- **WORK ORDER**
Restate the full listing precisely as written.

───── RECORDS

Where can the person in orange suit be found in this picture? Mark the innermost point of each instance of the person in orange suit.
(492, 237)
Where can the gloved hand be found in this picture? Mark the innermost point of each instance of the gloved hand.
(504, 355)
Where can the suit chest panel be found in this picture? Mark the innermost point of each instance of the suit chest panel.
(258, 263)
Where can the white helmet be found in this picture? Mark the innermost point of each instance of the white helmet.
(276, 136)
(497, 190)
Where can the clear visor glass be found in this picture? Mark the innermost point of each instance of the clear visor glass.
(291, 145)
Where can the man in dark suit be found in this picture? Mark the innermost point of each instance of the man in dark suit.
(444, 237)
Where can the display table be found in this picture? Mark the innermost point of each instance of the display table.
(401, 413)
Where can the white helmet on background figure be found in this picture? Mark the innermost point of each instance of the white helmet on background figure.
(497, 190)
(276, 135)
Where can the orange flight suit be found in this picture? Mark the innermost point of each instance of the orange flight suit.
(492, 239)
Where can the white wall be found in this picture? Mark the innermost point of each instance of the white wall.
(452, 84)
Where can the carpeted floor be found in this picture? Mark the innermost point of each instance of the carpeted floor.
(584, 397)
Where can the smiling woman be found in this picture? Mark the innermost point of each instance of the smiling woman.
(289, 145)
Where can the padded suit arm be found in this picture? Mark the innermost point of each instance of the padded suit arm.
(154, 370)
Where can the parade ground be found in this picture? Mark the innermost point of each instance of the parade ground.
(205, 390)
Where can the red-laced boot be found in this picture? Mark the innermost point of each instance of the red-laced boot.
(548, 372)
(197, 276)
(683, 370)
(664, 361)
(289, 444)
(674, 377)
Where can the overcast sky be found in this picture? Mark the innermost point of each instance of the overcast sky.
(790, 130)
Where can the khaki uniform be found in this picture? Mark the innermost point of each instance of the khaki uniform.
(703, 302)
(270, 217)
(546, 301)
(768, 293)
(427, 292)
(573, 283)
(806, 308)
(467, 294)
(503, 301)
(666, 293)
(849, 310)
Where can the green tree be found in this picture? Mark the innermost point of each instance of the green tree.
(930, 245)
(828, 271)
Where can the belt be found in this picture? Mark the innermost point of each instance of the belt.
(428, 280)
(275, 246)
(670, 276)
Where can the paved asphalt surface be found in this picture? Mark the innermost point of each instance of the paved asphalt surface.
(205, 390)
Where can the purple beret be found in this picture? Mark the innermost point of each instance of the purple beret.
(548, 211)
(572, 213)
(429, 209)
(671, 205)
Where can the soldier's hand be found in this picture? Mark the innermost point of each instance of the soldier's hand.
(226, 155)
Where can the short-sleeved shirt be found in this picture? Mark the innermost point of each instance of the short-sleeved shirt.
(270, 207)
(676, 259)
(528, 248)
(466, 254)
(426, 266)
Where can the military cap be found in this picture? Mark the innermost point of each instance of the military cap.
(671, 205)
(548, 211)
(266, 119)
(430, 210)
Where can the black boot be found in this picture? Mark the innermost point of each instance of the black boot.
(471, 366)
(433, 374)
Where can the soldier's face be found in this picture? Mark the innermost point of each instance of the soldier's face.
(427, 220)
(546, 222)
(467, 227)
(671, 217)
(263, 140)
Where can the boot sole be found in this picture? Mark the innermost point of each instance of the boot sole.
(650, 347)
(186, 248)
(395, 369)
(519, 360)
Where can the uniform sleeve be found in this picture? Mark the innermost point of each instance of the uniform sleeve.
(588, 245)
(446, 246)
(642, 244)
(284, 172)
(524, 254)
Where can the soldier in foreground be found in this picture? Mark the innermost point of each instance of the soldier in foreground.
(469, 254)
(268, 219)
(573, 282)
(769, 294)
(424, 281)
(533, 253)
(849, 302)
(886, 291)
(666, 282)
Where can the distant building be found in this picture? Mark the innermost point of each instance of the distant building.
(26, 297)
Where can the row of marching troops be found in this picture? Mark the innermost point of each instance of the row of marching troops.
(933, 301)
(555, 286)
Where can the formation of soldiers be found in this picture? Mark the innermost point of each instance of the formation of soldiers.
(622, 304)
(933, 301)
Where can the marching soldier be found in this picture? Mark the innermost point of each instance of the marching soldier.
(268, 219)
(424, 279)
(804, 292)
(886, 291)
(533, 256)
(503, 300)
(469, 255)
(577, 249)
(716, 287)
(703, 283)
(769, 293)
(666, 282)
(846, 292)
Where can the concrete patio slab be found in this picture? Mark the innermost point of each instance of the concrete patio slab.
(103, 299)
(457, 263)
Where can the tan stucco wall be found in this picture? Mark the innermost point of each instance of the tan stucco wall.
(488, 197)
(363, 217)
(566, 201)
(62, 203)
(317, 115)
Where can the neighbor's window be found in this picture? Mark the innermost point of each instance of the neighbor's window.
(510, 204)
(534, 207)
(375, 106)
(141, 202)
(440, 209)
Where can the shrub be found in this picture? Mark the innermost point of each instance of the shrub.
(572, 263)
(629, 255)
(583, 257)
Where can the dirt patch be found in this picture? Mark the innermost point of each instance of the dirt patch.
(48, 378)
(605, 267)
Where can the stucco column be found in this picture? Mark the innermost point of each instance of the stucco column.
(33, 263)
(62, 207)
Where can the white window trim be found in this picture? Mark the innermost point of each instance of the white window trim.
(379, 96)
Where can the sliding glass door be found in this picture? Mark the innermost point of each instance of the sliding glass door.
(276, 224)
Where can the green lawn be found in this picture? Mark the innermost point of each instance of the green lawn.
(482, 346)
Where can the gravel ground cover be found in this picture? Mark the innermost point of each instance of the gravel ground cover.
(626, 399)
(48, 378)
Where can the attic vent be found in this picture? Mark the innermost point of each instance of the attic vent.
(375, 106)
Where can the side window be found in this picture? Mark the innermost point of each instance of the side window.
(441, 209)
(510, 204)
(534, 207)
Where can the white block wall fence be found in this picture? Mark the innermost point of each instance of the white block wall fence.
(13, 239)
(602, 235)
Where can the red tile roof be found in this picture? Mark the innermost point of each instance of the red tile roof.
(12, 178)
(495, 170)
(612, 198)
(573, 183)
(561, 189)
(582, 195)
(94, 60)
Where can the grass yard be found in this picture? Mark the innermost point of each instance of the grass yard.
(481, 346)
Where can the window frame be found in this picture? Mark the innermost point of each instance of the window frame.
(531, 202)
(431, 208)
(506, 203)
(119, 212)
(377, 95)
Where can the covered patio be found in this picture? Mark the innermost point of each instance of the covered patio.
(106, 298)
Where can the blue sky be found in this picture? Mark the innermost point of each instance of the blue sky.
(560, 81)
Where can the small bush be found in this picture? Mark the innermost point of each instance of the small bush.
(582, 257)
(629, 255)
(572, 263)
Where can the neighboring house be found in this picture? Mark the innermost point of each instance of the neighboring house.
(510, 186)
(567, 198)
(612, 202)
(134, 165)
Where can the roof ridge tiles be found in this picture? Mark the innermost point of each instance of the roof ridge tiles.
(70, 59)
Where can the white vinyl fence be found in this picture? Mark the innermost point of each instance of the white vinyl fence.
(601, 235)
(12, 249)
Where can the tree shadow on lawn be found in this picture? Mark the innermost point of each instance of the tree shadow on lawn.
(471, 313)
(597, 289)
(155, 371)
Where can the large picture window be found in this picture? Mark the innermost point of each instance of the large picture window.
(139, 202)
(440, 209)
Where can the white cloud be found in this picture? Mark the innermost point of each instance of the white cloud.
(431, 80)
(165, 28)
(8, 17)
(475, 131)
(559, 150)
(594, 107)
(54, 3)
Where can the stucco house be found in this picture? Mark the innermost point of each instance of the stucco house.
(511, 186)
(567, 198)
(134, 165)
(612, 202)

──────────

- **RESPONSE**
Where can the person in orange suit be found in this picture? Mark the innermost point of each instance of the person in orange suit.
(492, 237)
Where can the gloved hand be found in this picture? Mark the innermost point of each instance of the gloved hand.
(504, 355)
Where can the suit chest panel be found in this picture? Mark the innermost point of each instance of the suit chest panel.
(258, 263)
Where can the white helmet be found in this picture? Mark the innermost point of each instance of the white helmet.
(276, 136)
(497, 190)
Where can the clear visor glass be found in this picture? Mark the innermost point of each instance of the clear visor glass.
(291, 145)
Where can the man in dark suit be found in this picture? Mark the innermost point of each instance of the man in dark suit.
(444, 237)
Where can the display table be found in this picture? Mark the innermost point of each instance of the display table.
(401, 413)
Where can the white helmet on background figure be found in this picture? Mark the innermost point of each instance of the white helmet on background figure.
(497, 190)
(276, 135)
Where can the orange flight suit be found in this picture? Mark the innermost point of each instance of the orange flight suit.
(492, 239)
Where can the white wall be found in this picture? Mark the innermost point of each instance of the white wall.
(452, 84)
Where can the carpeted floor be found in this picture? Mark the innermost point of each instance of the carpeted floor.
(584, 397)
Where can the smiling woman be found in this picture? Mark the innermost point of each instance of the smiling woman.
(289, 145)
Where can the padded suit arm be found in this picture? Mark the innermost point of each instance of the padded suit arm.
(154, 370)
Where can the parade ground be found in this picture? Mark the innermost point of each instance of the parade ground.
(205, 390)
Where can the red-laced boot be found in this picture? Mark the innermost point of each instance of the red-laced boot.
(548, 372)
(197, 276)
(683, 370)
(664, 361)
(289, 444)
(674, 377)
Where can the overcast sky be found in this picture? Mark the innermost point of each instance of the overcast sky.
(790, 130)
Where can the khaki uniform be found in this picture? Mark the innermost point of each instance of the khaki uniform.
(703, 302)
(270, 217)
(546, 301)
(768, 293)
(427, 292)
(573, 283)
(806, 308)
(467, 294)
(503, 301)
(666, 293)
(849, 310)
Where can the green tree be found in this picture? Mark the innermost point of each instance of the green tree.
(930, 245)
(828, 271)
Where can the belt be found in this picture? Mark the innermost point of each instance of the belt.
(428, 280)
(275, 246)
(670, 276)
Where can the paved asphalt surface be found in this picture? Mark the innermost point of each instance of the paved asphalt surface.
(205, 390)
Where can the purple beret be found in this picture? Mark the innermost point of each instance of the purple beret.
(548, 211)
(572, 213)
(429, 209)
(671, 205)
Where can the soldier's hand be found in this picture? Mark the innermost point of each instance of the soldier's hand.
(226, 155)
Where can the short-sleeved shirt be found in this picture? Mark the innermost point of each instance of the short-sleeved shirt.
(270, 207)
(676, 259)
(528, 248)
(466, 254)
(426, 266)
Where can the military cap be found in this picture? Mark the innermost point of each instance of the military cap.
(671, 205)
(548, 211)
(266, 119)
(430, 210)
Where can the black boot be found in this picture? Mark the innermost point of each instance of the black boot.
(471, 366)
(433, 374)
Where can the soldier's face be found in this picture? Mark the innermost point of each instance of the soldier's face.
(427, 220)
(546, 222)
(467, 227)
(671, 217)
(263, 140)
Where can the boot sole be found in this picture? Mark the innermost point of each instance of the boot sole.
(650, 347)
(186, 248)
(395, 369)
(519, 360)
Where can the uniform sleeve be found in this picture? Mark the innermost point of each instance of the uniform sleeve.
(588, 245)
(446, 246)
(642, 244)
(284, 172)
(524, 254)
Where can the soldier in foreground be found in this picture? Mark the innermost point of each instance of the soldier in foreground.
(469, 254)
(268, 219)
(573, 282)
(769, 294)
(424, 281)
(533, 253)
(849, 302)
(886, 291)
(666, 282)
Where can the distant building be found in this picture? Mark the innermost point of each instance of the distant building.
(26, 297)
Where can the row of marching troops be found in this picture? Mark the innermost point of each instance of the row of marching troops.
(933, 301)
(555, 286)
Where can the formation of soldiers be found in this picture? Mark the innermost point of each instance of the formation of soldiers.
(622, 304)
(933, 301)
Where can the marching soldier be found in this picture? Mark the innermost point of each instance of the marching soldier.
(268, 219)
(424, 279)
(804, 292)
(886, 291)
(533, 256)
(503, 300)
(469, 255)
(577, 249)
(716, 287)
(703, 283)
(769, 293)
(666, 282)
(846, 292)
Where can the concrete patio slab be found in this picture? Mark the innermost point of each instance of the concrete patio slab.
(103, 299)
(457, 263)
Where can the tan stucco wall be found in this picture? Mark the innermost point of each instance of the tan stucco wall.
(488, 197)
(363, 217)
(566, 201)
(62, 203)
(317, 115)
Where can the neighbor's window be found in this picture? Mark the innermost point of each instance of the neighbor's window.
(510, 204)
(534, 207)
(375, 106)
(141, 202)
(440, 209)
Where can the shrub be found in this picture? Mark the innermost point of each instance of the shrub.
(572, 263)
(629, 255)
(583, 257)
Where can the dirt patch be found in this picture? Mark the innermost point of each instance of the dirt patch.
(48, 378)
(605, 267)
Where can the stucco column be found in this picture? Mark the innermost point of each instance of the stucco column.
(33, 263)
(62, 207)
Where can the white window trim be found in this picture? Mark the innermost point of each instance of the white window trim.
(379, 96)
Where can the sliding glass door be found in this picture? Mark the innermost point of each instance of the sliding glass door.
(276, 224)
Where can the green lawn be found in this picture? Mark the innermost point of each instance of the green lawn.
(482, 346)
Where can the gravel ground cover be found in this picture? Mark the innermost point of each instance of the gravel ground cover.
(626, 399)
(48, 378)
Where can the attic vent be found in this picture? Mark the innermost point of each instance of the attic vent.
(375, 106)
Where can the side window be found in this picture? Mark the innermost point of each instance of the side window.
(441, 209)
(510, 204)
(534, 207)
Where can the white block wall fence be found in this picture? Mark the innermost point of each instance of the white block wall fence.
(13, 239)
(602, 235)
Where can the red tile roof be found in this picture? Mark the innermost point of each instance of the red tile roof.
(12, 178)
(495, 170)
(612, 198)
(573, 183)
(561, 189)
(582, 195)
(94, 60)
Where can the grass yard be found in this picture? Mark the innermost point of each instance of the grass yard.
(481, 346)
Where can the window frame be found in this picture? Mark the innermost point of each instance of the window frame.
(531, 202)
(431, 208)
(506, 203)
(119, 212)
(377, 95)
Where can the covered patio be found in this picture? Mark the innermost point of each instance of the covered patio.
(106, 298)
Where can the blue sky be found in this picture? Mark the innermost point of each instance of the blue sky.
(560, 81)
Where can the small bush be found in this picture? Mark the innermost point of each instance of the small bush.
(582, 257)
(629, 255)
(572, 263)
Where can the neighboring house be found in this picture? Mark the innermost point of each instance of the neighboring house.
(510, 186)
(567, 198)
(612, 202)
(134, 165)
Where can the roof ridge tiles be found in this picture? Mark the innermost point of each instance of the roof ridge tiles.
(70, 59)
Where can the white vinyl fence be found in this picture? Mark the innermost point of each instance of the white vinyl fence.
(601, 235)
(12, 249)
Where can the tree shadow on lawn be found in this picture? Mark the innermost point of each instance of the tree shadow on lawn.
(471, 313)
(597, 289)
(155, 371)
Where can the large picture window be found in this picture? Mark the innermost point of each instance of the large picture window.
(139, 202)
(440, 209)
Where can the white cloud be found in this picture? Mark the innermost point of each instance of the white cloud.
(431, 80)
(165, 28)
(8, 17)
(475, 131)
(559, 150)
(594, 107)
(54, 3)
Where can the stucco house be found in this picture? Mark the innermost point of each instance of the stucco house.
(511, 186)
(567, 198)
(134, 165)
(612, 202)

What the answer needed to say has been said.